I am surprised at the number of people who use the park as a stop over only. Do they miss out on a great experience!
I couldn't agree more with you!
Just spent the last 3 days in B/West, and visited the park 6x, just to relax before school starts again today!
I have thought about your quote for a very long time, and even wrote to Sanparks a number of years ago, and told them that ``Karoo NP will remain merely a convenient stopover between Cape Town and Johannesburg until they return all the animals that belong there, especially the predators like lions, then it will become a proper destination in itself''.
Much was my surprise when a while after that, the announcement came that lions were to be introduced to KNP, so that it would no longer ``only be a convenient stopover between Cape Town and Johannesburg, but a destination in its own right.'' I know this caused serious dissent among KNP lovers, and I can understand why -- the Karoo is a place where you need to walk and listen... and with lions around, that is not so easy anymore!
The lions are back, and driving in the park has an exciting edge to it, but there are still a few things missing...

Problems to solve:
A – Rewrite the Karoo park post between "I have thought" and "so easy anymore!", inclusive, putting "the national parks board" in place of "Sanparks".
B – Could you carry the post about Karoo National Park forward from its final sentence?
The records that come next are separate material and have no connection to the Karoo park post.

Excerpted data:
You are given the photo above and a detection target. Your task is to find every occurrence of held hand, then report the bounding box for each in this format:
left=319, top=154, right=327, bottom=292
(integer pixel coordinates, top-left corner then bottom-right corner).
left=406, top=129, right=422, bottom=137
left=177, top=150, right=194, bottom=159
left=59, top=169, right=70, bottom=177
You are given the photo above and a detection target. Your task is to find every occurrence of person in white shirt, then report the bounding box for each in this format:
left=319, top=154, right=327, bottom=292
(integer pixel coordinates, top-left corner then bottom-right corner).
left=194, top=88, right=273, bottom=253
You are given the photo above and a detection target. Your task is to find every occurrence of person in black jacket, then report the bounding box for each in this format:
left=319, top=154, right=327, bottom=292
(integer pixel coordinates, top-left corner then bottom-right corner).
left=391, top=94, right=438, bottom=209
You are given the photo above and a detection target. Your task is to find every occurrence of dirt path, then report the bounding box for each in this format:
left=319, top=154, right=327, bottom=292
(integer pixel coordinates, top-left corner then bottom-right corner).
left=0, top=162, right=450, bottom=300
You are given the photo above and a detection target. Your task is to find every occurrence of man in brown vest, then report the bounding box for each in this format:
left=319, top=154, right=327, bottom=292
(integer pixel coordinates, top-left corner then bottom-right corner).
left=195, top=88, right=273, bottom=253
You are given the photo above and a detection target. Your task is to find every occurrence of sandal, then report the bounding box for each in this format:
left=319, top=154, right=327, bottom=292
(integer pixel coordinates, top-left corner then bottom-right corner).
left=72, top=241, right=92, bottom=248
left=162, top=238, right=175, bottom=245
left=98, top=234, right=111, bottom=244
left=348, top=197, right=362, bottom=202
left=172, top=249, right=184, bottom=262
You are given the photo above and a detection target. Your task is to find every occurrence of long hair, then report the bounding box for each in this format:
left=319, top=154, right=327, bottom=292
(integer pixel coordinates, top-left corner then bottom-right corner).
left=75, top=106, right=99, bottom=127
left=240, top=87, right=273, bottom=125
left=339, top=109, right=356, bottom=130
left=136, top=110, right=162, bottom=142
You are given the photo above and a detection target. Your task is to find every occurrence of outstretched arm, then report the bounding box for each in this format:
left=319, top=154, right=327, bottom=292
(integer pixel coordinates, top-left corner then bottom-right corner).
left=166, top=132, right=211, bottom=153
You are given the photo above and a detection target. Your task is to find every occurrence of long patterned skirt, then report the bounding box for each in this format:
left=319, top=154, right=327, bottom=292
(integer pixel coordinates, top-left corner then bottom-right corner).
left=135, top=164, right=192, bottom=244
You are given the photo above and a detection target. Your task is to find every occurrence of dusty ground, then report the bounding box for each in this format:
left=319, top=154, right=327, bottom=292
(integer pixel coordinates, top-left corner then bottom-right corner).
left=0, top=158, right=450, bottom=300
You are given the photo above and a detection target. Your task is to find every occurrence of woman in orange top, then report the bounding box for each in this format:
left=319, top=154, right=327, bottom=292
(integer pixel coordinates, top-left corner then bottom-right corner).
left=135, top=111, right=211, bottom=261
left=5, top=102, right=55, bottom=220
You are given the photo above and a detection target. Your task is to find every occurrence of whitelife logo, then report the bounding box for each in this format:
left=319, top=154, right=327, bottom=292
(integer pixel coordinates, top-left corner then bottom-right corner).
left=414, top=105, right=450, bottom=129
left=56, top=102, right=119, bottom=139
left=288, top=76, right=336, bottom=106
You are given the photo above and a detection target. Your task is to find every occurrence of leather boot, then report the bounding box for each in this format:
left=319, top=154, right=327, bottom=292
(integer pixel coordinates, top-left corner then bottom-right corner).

Solved tasks:
A –
I have thought about your quote for a very long time, and even wrote to the national parks board a number of years ago, and told them that ``Karoo NP will remain merely a convenient stopover between Cape Town and Johannesburg until they return all the animals that belong there, especially the predators like lions, then it will become a proper destination in itself''.
Much was my surprise when a while after that, the announcement came that lions were to be introduced to KNP, so that it would no longer ``only be a convenient stopover between Cape Town and Johannesburg, but a destination in its own right.'' I know this caused serious dissent among KNP lovers, and I can understand why -- the Karoo is a place where you need to walk and listen... and with lions around, that is not so easy anymore!

B –
Imagine going to the Kgalagadi transfrontier Park, with ONLY the following facilities:
Twee Rivieren camp/The road to Rooiputs/ the road to Houmoed/1 chalet near Kieliekrankie on a 4x4 route. No leopards, no cheetahs, 8 lions plus the usual general wildlife and...
Honestly -- how many people would bother to travel from Cape Town or Johannesburg or Germany to go and see that?
Now change the name from Kgalagadi to Karoo. We have the same recipe, and expect people to spend more time there...?
* Honestly -- there are only 2 loops to drive (1 is currently half-closed),
* NO waterholes shown on maps, NO `waterholes' (only a derelict old cement dam plus trough x2, leftovers from previous farms) near the road where animals and birds like sandgrouse can be photographed or viewed while drinking…
* Spread 2 groups of lions over 80 000 hectares, where they mostly prefer the remote, mountain areas… plus a few black rhinos and buffalos hiding in an inaccessible spot
* Stop your vehicle on either of the loops, switch off the engine and listen to… the sound of trucks on the N1 in the background! Try to photograph the beautiful zebras on the first loop, and you find B/west or trucks on the N1 in the background!
*The true wilderness areas are on the 4x4 route, or around the corner into Doornhoek picnic spot, where you feel truly remote and cut off from our rushed world, but most visitors can’t go on that (easy) 4x4 route…
The only solution I can see is that there needs to be at least 1 more proper loop into the western interior of the park, up to the Leeu river, with at least a small campsite there at a central point where animals come down to drink, so that visitors have more options and incentives to investigate this beautiful park better.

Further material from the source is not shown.